Париж
Анне Вебер, писательница и переводчица

Анне Вебер

Портрет Анне Вебер на сером фоне © © Anne Weber Анне Вебер © Anne Weber
Что для вас олицетворяет нынешнюю ситуацию — лично вашу и ситуацию в вашей стране?

В эти дни актуальны множество разных символов — от мышиной норы до пустой полки. Разумеется, они релевантны не только для Франции, где я живу, но и для многих других стран. А Франции, возможно, лучше всего подойдет маска. В последние годы тут активно обсуждались исламские головные платки и различные варианты хиджаба; в школах ношение платков запретили полностью. В прошлом году в Бургундии крайний правый депутат напал на мать в платке, которая сопровождала школьную экскурсию (в ее случае платок был разрешен). Теперь, полгода спустя, вся страна закрыла лица. У кого нет маски — а таких людей много, ведь маски дефицит, и преимущественное право на их получение имеют медики и тяжелобольные — оборачивается шарфом в несколько слоев, шьет себе некое подобие маски из фильтров для кофеварки или мешков для пылесоса, или как минимум закрывает нос и рот носовым платком. Вся страна в парандже.

Как пандемия изменит мир? Какими вы видите долгосрочные последствия кризиса?

Как эксперт по кризисам я бы сказала… Нет, разумеется, я не эксперт ни по чему, и тем более ни по чему системному. Писатель имеет дело скорее с частным, чем с системным. И я не социолог. Как и все остальные, я пытаюсь составить какое-то свое мнение на основе того, что читаю о ситуации в стране и в мире. У меня сложилось не особенно оригинальное впечатление: оказывается, границы умеют закрываться, а нас ждет серьезный экономический кризис. А мировые экономические кризисы не то чтобы приводят к власти умеренных, разумных политиков — наоборот, пользу из них извлекают крайние правые, умело играющие на отчаянии и неуверенности людей. Поэтому, возможно, в этой ситуации быстро распространится правый экстремизм, и без того окрепший в последние годы. Нас могут ждать диктатура и государство тотального наблюдения.

Что дает вам надежду?

Когда я вижу, с какой самоотдачей и уверенностью продолжают работать, насколько выкладываются те люди, чья деятельность необходима, чтобы мы не испытывали недостатка в продовольствии и чтобы нам по-прежнему предоставлялась медицинская помощь; когда я вижу, как моя знакомая медсестра, которая уже два года на пенсии, намеревается снова выйти на работу — все это дает мне надежду. Каждый, кто улыбается мне с противоположной стороны улицы, дает мне надежду.

Какова ваша личная стратегия по совладанию с ситуацией?

§ **Представленные данные**

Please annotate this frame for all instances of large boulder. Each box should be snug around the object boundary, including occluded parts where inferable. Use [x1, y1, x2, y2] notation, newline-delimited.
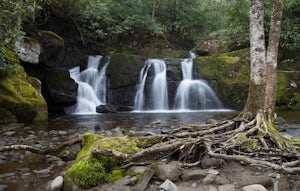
[37, 30, 65, 68]
[0, 47, 48, 122]
[15, 37, 41, 64]
[106, 53, 145, 107]
[43, 69, 78, 113]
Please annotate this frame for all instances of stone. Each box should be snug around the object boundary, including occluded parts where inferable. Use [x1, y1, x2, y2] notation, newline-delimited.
[242, 184, 268, 191]
[201, 155, 223, 169]
[33, 168, 51, 177]
[202, 174, 217, 184]
[218, 184, 235, 191]
[0, 184, 8, 191]
[215, 176, 230, 185]
[96, 105, 117, 113]
[181, 169, 207, 180]
[15, 37, 41, 64]
[152, 161, 182, 181]
[50, 176, 64, 191]
[159, 179, 178, 191]
[239, 175, 273, 187]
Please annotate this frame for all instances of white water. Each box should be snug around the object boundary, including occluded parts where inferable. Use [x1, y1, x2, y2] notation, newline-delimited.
[175, 54, 223, 110]
[135, 53, 223, 112]
[65, 55, 109, 114]
[134, 59, 169, 110]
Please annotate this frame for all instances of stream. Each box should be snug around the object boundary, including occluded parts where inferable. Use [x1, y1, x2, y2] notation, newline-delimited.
[0, 110, 300, 191]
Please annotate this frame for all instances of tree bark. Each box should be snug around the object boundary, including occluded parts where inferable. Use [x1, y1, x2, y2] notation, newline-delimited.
[242, 0, 266, 119]
[265, 0, 283, 123]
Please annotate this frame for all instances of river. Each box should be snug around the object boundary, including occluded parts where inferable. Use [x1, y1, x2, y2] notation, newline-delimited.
[0, 110, 300, 191]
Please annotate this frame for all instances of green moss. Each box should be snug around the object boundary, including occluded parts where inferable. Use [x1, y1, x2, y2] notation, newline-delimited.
[38, 30, 65, 47]
[65, 158, 106, 188]
[98, 137, 141, 154]
[66, 133, 158, 188]
[0, 50, 48, 122]
[107, 169, 124, 182]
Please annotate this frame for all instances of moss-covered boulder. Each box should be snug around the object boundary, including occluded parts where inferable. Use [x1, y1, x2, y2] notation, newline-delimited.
[64, 133, 158, 191]
[44, 68, 78, 113]
[0, 47, 48, 122]
[106, 53, 145, 107]
[139, 39, 188, 58]
[36, 30, 65, 68]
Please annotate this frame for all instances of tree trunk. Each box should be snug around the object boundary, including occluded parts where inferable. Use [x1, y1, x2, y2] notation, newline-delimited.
[265, 0, 283, 123]
[242, 0, 266, 119]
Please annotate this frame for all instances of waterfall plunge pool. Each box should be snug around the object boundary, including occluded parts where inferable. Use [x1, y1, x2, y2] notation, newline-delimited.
[0, 110, 300, 191]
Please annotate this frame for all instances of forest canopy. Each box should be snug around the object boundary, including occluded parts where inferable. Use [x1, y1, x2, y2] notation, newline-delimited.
[0, 0, 300, 49]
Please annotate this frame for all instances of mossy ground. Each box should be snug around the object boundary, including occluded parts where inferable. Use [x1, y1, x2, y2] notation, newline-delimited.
[66, 133, 158, 188]
[0, 49, 48, 122]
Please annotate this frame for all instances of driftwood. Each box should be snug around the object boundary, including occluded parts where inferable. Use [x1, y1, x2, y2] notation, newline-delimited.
[92, 113, 300, 173]
[0, 113, 300, 173]
[0, 136, 82, 154]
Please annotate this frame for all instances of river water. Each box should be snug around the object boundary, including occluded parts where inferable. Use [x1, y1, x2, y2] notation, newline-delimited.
[0, 110, 300, 191]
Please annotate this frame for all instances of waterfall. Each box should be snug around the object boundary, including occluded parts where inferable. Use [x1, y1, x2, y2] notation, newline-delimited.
[134, 52, 223, 111]
[174, 55, 223, 110]
[65, 55, 109, 114]
[135, 59, 169, 110]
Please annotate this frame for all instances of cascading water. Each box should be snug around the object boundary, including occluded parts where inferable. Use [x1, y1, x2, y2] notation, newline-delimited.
[65, 55, 109, 114]
[134, 59, 169, 110]
[174, 55, 223, 110]
[134, 53, 223, 111]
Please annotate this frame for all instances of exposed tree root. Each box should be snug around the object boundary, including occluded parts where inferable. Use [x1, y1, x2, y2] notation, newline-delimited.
[93, 113, 300, 173]
[0, 136, 82, 154]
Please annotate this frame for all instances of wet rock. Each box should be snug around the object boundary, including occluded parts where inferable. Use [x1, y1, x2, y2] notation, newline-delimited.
[159, 179, 178, 191]
[242, 184, 268, 191]
[181, 169, 207, 180]
[239, 175, 273, 187]
[0, 155, 7, 165]
[112, 127, 124, 137]
[201, 155, 223, 169]
[14, 37, 41, 64]
[96, 105, 117, 113]
[218, 184, 235, 191]
[58, 148, 79, 161]
[0, 172, 16, 180]
[3, 131, 16, 136]
[215, 176, 230, 185]
[202, 174, 217, 184]
[19, 168, 30, 174]
[152, 161, 182, 181]
[151, 120, 161, 125]
[50, 176, 64, 191]
[33, 168, 51, 177]
[0, 184, 8, 191]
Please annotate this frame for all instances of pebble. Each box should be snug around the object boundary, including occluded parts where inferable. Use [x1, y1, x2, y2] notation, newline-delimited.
[0, 184, 7, 191]
[159, 179, 178, 191]
[242, 184, 268, 191]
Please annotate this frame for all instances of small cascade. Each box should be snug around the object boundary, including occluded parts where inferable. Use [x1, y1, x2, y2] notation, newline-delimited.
[65, 55, 109, 114]
[135, 59, 169, 110]
[134, 53, 223, 111]
[174, 55, 223, 110]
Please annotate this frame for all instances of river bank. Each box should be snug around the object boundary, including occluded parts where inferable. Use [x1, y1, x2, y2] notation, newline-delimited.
[0, 111, 300, 191]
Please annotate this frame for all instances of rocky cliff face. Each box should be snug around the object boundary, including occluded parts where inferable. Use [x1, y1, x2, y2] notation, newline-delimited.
[0, 47, 48, 123]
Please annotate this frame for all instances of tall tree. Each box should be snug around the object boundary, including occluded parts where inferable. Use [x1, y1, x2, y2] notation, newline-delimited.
[242, 0, 266, 119]
[242, 0, 283, 122]
[264, 0, 283, 122]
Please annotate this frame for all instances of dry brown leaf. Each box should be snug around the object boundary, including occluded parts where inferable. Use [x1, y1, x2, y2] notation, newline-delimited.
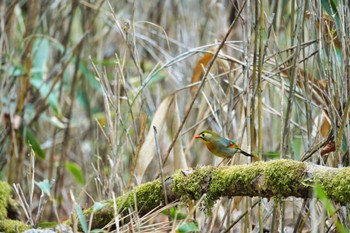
[172, 95, 188, 170]
[135, 96, 173, 184]
[191, 53, 214, 93]
[320, 117, 331, 138]
[305, 12, 341, 50]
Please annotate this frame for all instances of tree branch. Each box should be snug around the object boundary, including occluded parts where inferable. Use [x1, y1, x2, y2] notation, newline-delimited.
[78, 159, 350, 229]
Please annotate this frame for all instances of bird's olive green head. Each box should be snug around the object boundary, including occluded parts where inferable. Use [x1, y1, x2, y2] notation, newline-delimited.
[194, 130, 220, 142]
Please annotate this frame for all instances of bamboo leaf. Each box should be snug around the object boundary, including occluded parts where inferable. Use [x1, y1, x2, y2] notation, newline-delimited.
[25, 128, 46, 159]
[135, 96, 173, 184]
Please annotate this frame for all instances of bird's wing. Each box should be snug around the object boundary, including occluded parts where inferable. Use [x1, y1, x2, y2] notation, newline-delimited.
[216, 138, 232, 148]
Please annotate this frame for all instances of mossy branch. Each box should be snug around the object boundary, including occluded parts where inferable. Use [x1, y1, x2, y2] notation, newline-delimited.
[78, 160, 350, 229]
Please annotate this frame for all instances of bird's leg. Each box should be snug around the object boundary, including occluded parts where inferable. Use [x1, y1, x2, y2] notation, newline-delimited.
[216, 158, 227, 167]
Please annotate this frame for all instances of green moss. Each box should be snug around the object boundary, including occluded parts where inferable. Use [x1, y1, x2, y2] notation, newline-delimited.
[315, 168, 350, 203]
[115, 180, 164, 212]
[172, 167, 214, 201]
[0, 182, 11, 220]
[264, 159, 306, 197]
[0, 219, 30, 233]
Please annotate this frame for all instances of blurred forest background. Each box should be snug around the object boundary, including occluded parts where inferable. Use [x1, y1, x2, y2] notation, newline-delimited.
[0, 0, 350, 232]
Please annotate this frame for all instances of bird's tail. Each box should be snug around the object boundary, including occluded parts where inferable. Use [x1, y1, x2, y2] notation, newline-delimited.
[239, 149, 255, 157]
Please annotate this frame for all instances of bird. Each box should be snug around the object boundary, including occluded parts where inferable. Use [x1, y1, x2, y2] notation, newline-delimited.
[194, 130, 255, 159]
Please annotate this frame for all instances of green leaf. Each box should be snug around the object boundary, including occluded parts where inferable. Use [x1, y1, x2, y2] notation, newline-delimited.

§ **Задания**
A: Отредактируйте отрывок интервью: перепишите его, начиная со слов "Когда я вижу, с" и заканчивая словами "улицы, дает мне надежду.", и замените "медсестра" на "санитарка".
B: Перечислите все подручные средства, которыми, согласно интервью, закрывают лицо люди, не имеющие маски.

§ **Ответы**
A:
Когда я вижу, с какой самоотдачей и уверенностью продолжают работать, насколько выкладываются те люди, чья деятельность необходима, чтобы мы не испытывали недостатка в продовольствии и чтобы нам по-прежнему предоставлялась медицинская помощь; когда я вижу, как моя знакомая санитарка, которая уже два года на пенсии, намеревается снова выйти на работу — все это дает мне надежду. Каждый, кто улыбается мне с противоположной стороны улицы, дает мне надежду.

B: Шарф, обернутый в несколько слоев; фильтры для кофеварки; мешки для пылесоса; носовой платок.